**Supplied records**
____
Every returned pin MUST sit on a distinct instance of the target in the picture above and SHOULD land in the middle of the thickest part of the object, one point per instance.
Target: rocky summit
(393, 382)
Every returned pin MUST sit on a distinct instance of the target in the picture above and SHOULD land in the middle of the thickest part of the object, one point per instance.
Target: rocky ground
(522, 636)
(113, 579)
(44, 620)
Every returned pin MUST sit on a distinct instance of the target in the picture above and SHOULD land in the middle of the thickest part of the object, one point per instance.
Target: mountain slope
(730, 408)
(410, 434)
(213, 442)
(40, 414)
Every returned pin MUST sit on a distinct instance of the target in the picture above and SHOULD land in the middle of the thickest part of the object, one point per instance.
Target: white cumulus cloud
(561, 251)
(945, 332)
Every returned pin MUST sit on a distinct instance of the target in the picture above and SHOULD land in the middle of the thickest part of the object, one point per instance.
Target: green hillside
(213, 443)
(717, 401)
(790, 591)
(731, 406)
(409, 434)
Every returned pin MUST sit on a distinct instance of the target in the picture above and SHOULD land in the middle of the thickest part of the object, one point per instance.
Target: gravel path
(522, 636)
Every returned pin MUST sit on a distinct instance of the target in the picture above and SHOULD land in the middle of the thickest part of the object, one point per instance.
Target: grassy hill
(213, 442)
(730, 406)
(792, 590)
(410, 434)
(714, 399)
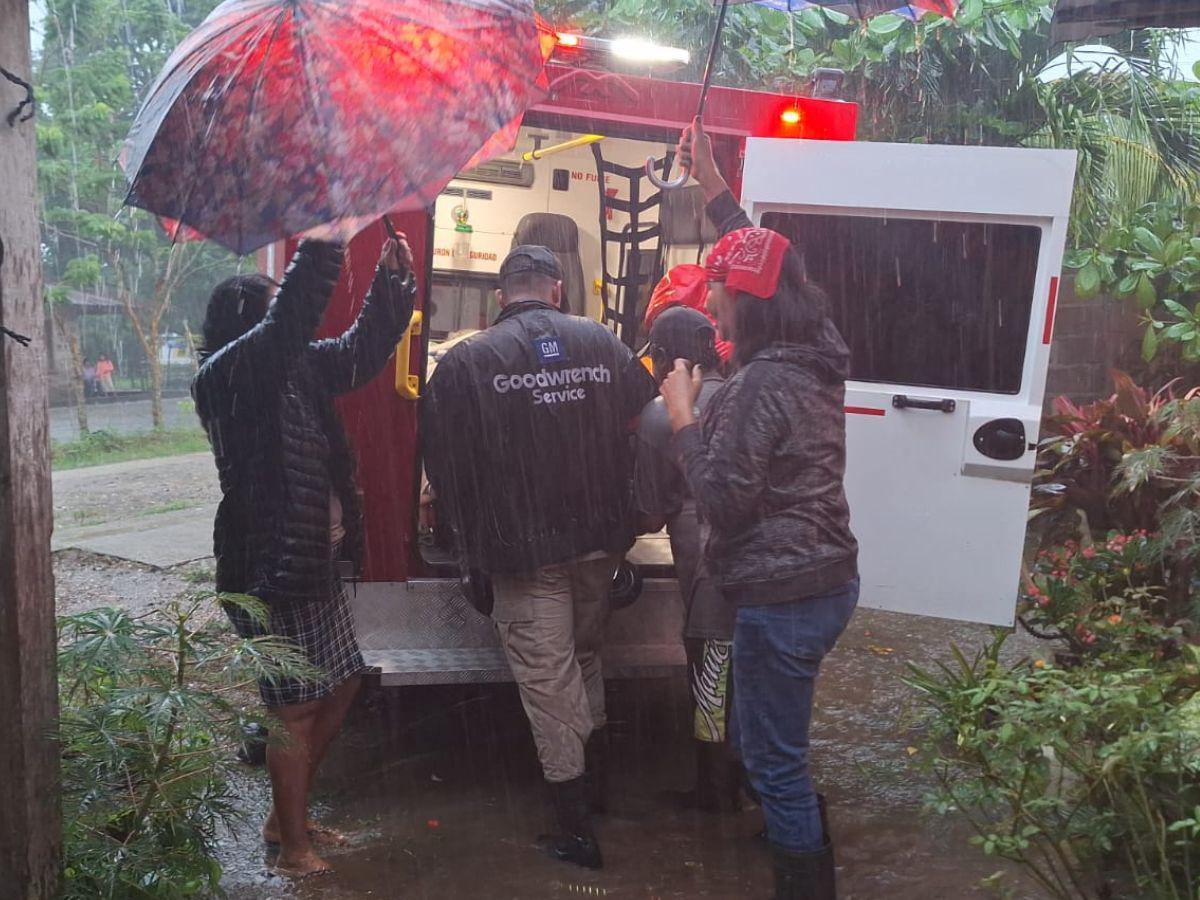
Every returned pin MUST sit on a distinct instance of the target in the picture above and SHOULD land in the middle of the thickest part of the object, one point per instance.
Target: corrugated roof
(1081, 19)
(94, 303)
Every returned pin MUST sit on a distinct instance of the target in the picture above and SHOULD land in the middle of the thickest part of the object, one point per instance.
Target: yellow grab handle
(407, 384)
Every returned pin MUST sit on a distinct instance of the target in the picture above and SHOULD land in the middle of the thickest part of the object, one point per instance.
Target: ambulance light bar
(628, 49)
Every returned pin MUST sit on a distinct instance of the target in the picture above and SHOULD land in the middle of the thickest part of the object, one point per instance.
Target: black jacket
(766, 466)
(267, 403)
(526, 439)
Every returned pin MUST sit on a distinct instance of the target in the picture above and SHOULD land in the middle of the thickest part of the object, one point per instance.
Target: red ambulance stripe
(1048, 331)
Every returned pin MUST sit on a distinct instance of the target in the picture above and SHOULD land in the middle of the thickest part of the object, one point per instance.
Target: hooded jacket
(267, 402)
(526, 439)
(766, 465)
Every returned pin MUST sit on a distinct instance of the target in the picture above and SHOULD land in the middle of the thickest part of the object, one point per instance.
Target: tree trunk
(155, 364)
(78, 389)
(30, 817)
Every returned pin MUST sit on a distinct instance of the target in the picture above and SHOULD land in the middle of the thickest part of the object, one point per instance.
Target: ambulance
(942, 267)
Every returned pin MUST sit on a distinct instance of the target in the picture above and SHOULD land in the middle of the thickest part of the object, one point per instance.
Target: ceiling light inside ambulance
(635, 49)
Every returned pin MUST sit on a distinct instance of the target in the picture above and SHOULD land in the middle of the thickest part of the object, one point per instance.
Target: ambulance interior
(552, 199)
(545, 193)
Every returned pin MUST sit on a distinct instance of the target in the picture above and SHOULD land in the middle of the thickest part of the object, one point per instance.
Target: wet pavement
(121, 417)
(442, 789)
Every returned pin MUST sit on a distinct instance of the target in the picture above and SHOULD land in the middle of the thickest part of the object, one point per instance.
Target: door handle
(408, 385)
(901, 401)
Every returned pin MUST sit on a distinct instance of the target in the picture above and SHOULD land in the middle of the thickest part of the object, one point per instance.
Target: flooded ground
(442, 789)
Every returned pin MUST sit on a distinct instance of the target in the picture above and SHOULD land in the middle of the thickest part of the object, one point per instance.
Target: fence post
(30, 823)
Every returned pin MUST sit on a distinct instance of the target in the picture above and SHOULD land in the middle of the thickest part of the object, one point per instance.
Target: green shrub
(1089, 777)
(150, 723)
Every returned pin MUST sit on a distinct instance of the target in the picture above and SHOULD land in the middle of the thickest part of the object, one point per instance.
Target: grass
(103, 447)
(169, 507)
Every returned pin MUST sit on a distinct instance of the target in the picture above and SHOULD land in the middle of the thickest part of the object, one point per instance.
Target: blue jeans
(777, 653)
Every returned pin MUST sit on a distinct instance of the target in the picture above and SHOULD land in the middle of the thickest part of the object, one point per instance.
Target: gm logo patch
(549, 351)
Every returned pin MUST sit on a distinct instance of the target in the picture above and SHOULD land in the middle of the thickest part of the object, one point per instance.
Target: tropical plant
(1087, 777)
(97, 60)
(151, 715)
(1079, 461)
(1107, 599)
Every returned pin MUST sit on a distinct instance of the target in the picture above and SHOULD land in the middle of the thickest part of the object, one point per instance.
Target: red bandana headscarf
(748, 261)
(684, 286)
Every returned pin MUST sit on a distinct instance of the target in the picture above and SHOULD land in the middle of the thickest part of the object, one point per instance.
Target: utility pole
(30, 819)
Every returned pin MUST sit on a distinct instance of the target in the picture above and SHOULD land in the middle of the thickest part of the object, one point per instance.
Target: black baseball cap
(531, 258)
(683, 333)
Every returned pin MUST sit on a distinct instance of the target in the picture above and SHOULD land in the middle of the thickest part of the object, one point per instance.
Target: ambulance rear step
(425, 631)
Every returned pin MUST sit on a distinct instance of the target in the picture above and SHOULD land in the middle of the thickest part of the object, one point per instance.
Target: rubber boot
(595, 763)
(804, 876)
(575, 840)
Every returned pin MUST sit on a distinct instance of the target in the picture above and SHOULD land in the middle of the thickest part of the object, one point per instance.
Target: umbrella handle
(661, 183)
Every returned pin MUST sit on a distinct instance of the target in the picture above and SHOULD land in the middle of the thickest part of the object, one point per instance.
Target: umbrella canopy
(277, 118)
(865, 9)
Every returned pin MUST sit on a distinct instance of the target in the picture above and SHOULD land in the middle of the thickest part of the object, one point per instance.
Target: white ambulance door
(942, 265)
____
**Description of the task**
Pictures stay out; copy every entry above exactly.

**Expected answer**
Every returned pin MUST sit on a distinct instance of the target in the picture above and SHOULD land in the middle of the thickest part of the object, one point per instance.
Target: rocky summit
(393, 382)
Every returned pin MUST sit on a distinct instance of the target in the picture above and SHOULD land in the middle of the thickest part of the object, one point per instance.
Target: rocky ground
(522, 636)
(113, 579)
(44, 620)
Every returned pin MUST sit on a distinct instance of the target in the picture above and SHOULD land in the middle of the thickest part of the object, one point per instance.
Target: mountain slope
(730, 408)
(410, 434)
(213, 442)
(40, 414)
Every returned pin MUST sit on a distinct instance of the target in the picture above and SHOULD land in the middle of the thickest part of the object, one point per instance.
Target: white cumulus cloud
(561, 251)
(945, 332)
Every returned pin MUST sit on a distinct instance of the target in the picture above and SHOULD land in the middle of the thickest part of the object, one point per instance.
Target: green hillside
(213, 443)
(717, 401)
(790, 591)
(731, 406)
(409, 434)
Every returned pin MUST sit on a distinct instance of the target in the picture above and SHOULD land in the middle of the thickest part of the object, one point per instance.
Target: gravel path
(522, 636)
Every returned pin MUST sit on a distinct instance of the target in the picture above and SHOULD land in the middle of the thickest part of the object, one point per instance.
Target: grassy hill
(213, 442)
(730, 406)
(792, 590)
(410, 434)
(714, 399)
Every returned pin MUST sit on a distinct instance of the target in the picture above and SHOULD land in the middle of the thickest part of the object, one point per instance.
Target: corrugated roof
(1081, 19)
(94, 303)
Every returned pin MUST sit on a distinct instance of the target in the picture above and SHOULD land in the middle of the thickest part of the object, one point per instance.
Target: yellow grab handle
(407, 384)
Every returned pin MUST sit on a distinct instance of the target in the picture above and SHOULD land in the middle of the thickest part of the object, one point per instance.
Target: ambulance light bar
(628, 49)
Every returned pin MUST sit on a distinct instance of the target in the picture above and SHOULD land in the middle of the thickest part of the object, one point per instance.
Target: black jacket
(766, 466)
(267, 403)
(526, 439)
Every returned pin MUST sit on a distinct instance of the target in the picture above and SHOULD land in the middle of the thickest part of the object, one point per instance.
Target: red ambulance stripe
(1048, 331)
Every returned pin MUST sit on a distinct instance of the target in the picture above and SHOULD land in the middle of the thickest part of the object, one point per instance.
Target: hooded jacket
(267, 402)
(526, 439)
(766, 465)
Every returned pin MUST sit on a distinct instance of the target in the picture above and SHOULD land in the middle of the thickest part of the object, one point per instance.
Target: tree trunk
(155, 364)
(78, 389)
(30, 817)
Every returned pin MUST sit on a distinct instance of the target in the picture above and SHOULD land in the middle of the thickest part of the object, one point per instance.
Target: ambulance
(942, 267)
Every returned pin MUST sit on a distinct instance of the target in the picture above and SHOULD land in the middle of the thickest part of the object, one point per instance.
Target: ceiling light inside ambulance
(635, 49)
Every returned pin MUST sit on a distinct instance of the target in the picture above and SHOULD land in the middle of the thickest part of the object, one point per instance.
Target: ambulance interior
(552, 199)
(545, 193)
Every returned pin MUST sit on a distinct instance of the target in the picture above and SHOULD land in the middle of the thickest part of the object, one point per instance.
Target: wet pavement
(121, 417)
(442, 789)
Every returned pin MUST sit on a distinct instance of the target in the picture above and SHOULD land in the middle of the thickest part of the object, one point per instance.
Target: door handle
(408, 385)
(901, 401)
Every returned pin MUST sit on a distinct instance of the target in the picture above and SHOULD land in the middle of the thickest part of the object, one point per instance.
Target: flooded ground
(442, 789)
Every returned pin MUST sit on a distinct instance of the target in the picture above and SHOULD land in the middle of the thickest part of the object, one point per instance.
Target: fence post
(30, 823)
Every returned pin MUST sit on a distinct instance of the target in the picture above and SHOULD land in the middle of the thickest part of the object, one point per instance.
Target: green shrub
(1089, 777)
(150, 723)
Every returned pin MUST sit on a distinct instance of the target in the picture above and SHOULD land in the middle of the thickest part of the object, one point per instance.
Target: grass
(103, 447)
(169, 507)
Every returned pin MUST sit on a distinct instance of the target in the picture above and SHOULD land in the middle of the thickest part of the object, one point per instance.
Target: blue jeans
(777, 653)
Every returned pin MUST sit on a distinct instance of the target in the picture above and SHOULD land in the middle of the thickest part of the object, one point per instance.
Target: gm logo patch
(549, 351)
Every returned pin MUST sit on a distinct instance of the target in the picture above and SHOULD land in the middle of the thickest part of the object, one point per instance.
Target: tropical plant
(1087, 777)
(97, 60)
(151, 715)
(1079, 461)
(1107, 599)
Every returned pin MUST sit on a distinct instance of the target in the picture above and SHOULD land in the middle of the thickest part of the object, one point per instance.
Target: red bandana headscarf
(748, 261)
(684, 286)
Every returned pin MUST sit on a distinct instance of the target in the picture above and SHOULD land in the middle of the thickest part of the object, one point per instance.
Target: utility pole
(30, 819)
Every returned pin MUST sit on a distinct instance of the target in the picture above and SHOULD land in the middle of the thickest part of the object, one point per instance.
Target: black baseball cap
(531, 258)
(683, 333)
Every returned pin MUST sit on a distinct instance of the target in the picture above and SHOULD land in the middle of the thickest part of the object, one point per instance.
Target: ambulance rear step
(425, 631)
Every returned pin MUST sit on a distinct instance of the target in the picture above and SHOULD land in the middle of the thickest part of the object, one point per instance.
Target: rubber boot
(595, 763)
(804, 876)
(575, 840)
Every returned pin MUST sit on a distinct instance of the target in the picture above and SHOULD land in the middle of the thickest part of the object, one point per instance.
Target: umbrella handle
(661, 183)
Every returned pin MUST sit on a distinct instance of the target in the picture above and SHOULD land in the middle of the thickest part of the object, one point per instance.
Target: umbrella canopy
(277, 118)
(865, 9)
Every returned pin MUST sit on a distinct instance of the target in the picture above and SHOULD land in the middle of the thickest part of the object, one point per instance.
Target: white ambulance door
(942, 265)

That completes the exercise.